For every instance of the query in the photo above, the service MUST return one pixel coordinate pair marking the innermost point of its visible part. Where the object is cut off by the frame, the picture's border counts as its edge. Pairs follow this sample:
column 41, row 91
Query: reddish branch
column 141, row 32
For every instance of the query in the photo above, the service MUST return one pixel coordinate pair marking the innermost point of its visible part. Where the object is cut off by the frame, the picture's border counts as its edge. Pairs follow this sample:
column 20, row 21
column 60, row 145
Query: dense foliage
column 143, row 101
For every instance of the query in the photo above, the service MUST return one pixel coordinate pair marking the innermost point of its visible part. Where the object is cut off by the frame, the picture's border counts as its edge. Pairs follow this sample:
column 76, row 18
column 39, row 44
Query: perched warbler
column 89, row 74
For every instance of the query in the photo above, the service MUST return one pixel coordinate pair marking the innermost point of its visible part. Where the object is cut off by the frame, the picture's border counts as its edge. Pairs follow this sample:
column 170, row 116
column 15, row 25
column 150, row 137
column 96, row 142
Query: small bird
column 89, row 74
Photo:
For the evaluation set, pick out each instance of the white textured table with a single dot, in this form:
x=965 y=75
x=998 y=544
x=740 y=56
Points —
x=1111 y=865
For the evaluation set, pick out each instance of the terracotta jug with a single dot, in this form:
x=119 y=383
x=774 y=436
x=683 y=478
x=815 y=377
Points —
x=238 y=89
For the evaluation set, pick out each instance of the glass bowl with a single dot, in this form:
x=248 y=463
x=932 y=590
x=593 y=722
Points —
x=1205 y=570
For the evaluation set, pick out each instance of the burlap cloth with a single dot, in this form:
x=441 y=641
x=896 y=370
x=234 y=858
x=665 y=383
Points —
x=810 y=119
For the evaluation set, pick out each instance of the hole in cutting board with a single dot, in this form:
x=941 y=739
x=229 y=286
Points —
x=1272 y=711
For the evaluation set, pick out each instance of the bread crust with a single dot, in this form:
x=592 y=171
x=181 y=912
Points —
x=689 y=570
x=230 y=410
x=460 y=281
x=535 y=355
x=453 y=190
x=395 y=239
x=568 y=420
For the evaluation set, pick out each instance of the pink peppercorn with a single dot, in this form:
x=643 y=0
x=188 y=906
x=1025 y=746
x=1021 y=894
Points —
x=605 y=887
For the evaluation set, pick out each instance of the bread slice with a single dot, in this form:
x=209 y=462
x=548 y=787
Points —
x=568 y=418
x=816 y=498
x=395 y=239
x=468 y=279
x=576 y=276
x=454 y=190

┄┄┄┄┄┄┄┄┄┄┄┄┄┄┄┄┄┄┄┄

INSTRUCCIÓN:
Devuelve todos los registros anteriores línea por línea, sin cambiar ningún carácter.

RESPUESTA DEL EJERCICIO:
For every instance of the query in the photo above, the service MUST return one pixel coordinate pair marking the innermost point of its visible part. Where the object is cut off by the frame, the picture's border counts as its edge. Pairs follow this sample:
column 41, row 91
Query: reddish branch
column 141, row 32
For every instance of the query in the photo above, the service MUST return one pixel coordinate pair marking the innermost point of its visible part. Where the object is cut off by the frame, the picture's border counts as its edge. Pairs follow this sample:
column 20, row 21
column 60, row 145
Query: dense foliage
column 143, row 101
For every instance of the query in the photo above, the service MUST return one pixel coordinate pair marking the innermost point of its visible part. Where the object is cut off by the frame, the picture's border counts as its edge. Pairs follow this sample:
column 76, row 18
column 39, row 44
Query: perched warbler
column 89, row 74
For every instance of the query in the photo above, the service MUST return one pixel coordinate pair marking the innermost point of its visible part. Where the object is cut off by the frame, the picture's border counts as its edge. Pairs follow this sample:
column 170, row 116
column 15, row 25
column 150, row 137
column 96, row 142
Query: small bird
column 89, row 74
Photo:
For the evaluation set, pick out each instance of the white textured table with a single dot, in this form:
x=965 y=75
x=998 y=544
x=740 y=56
Points —
x=1111 y=865
For the evaluation set, pick out each instance of the terracotta jug with a single dot, in this form:
x=119 y=383
x=774 y=436
x=683 y=478
x=815 y=377
Points —
x=238 y=89
For the evaluation set, pick out each instance of the glass bowl with a single dot, in this form:
x=248 y=463
x=932 y=590
x=593 y=722
Points —
x=1205 y=570
For the evaluation set, pick out each instance of the burlap cloth with a single dot, in this form:
x=441 y=641
x=896 y=370
x=234 y=858
x=665 y=383
Points —
x=810 y=119
For the evaluation set, pick out each instance of the hole in cutting board with a single dot, in this form:
x=941 y=739
x=229 y=286
Points —
x=1272 y=711
For the evaluation set, pick out each instance of the bread crust with a single dot, in this form:
x=592 y=171
x=181 y=912
Points —
x=689 y=570
x=230 y=410
x=460 y=281
x=535 y=355
x=453 y=190
x=395 y=239
x=568 y=420
For the evaluation set, pick out each instance of the pink peppercorn with a single dot, in this form:
x=643 y=0
x=188 y=906
x=1025 y=746
x=1021 y=894
Points —
x=605 y=887
For the evaluation set, pick out each instance of the bread slice with a single dot, in this form:
x=209 y=462
x=548 y=787
Points —
x=568 y=418
x=816 y=498
x=395 y=239
x=468 y=279
x=576 y=276
x=454 y=190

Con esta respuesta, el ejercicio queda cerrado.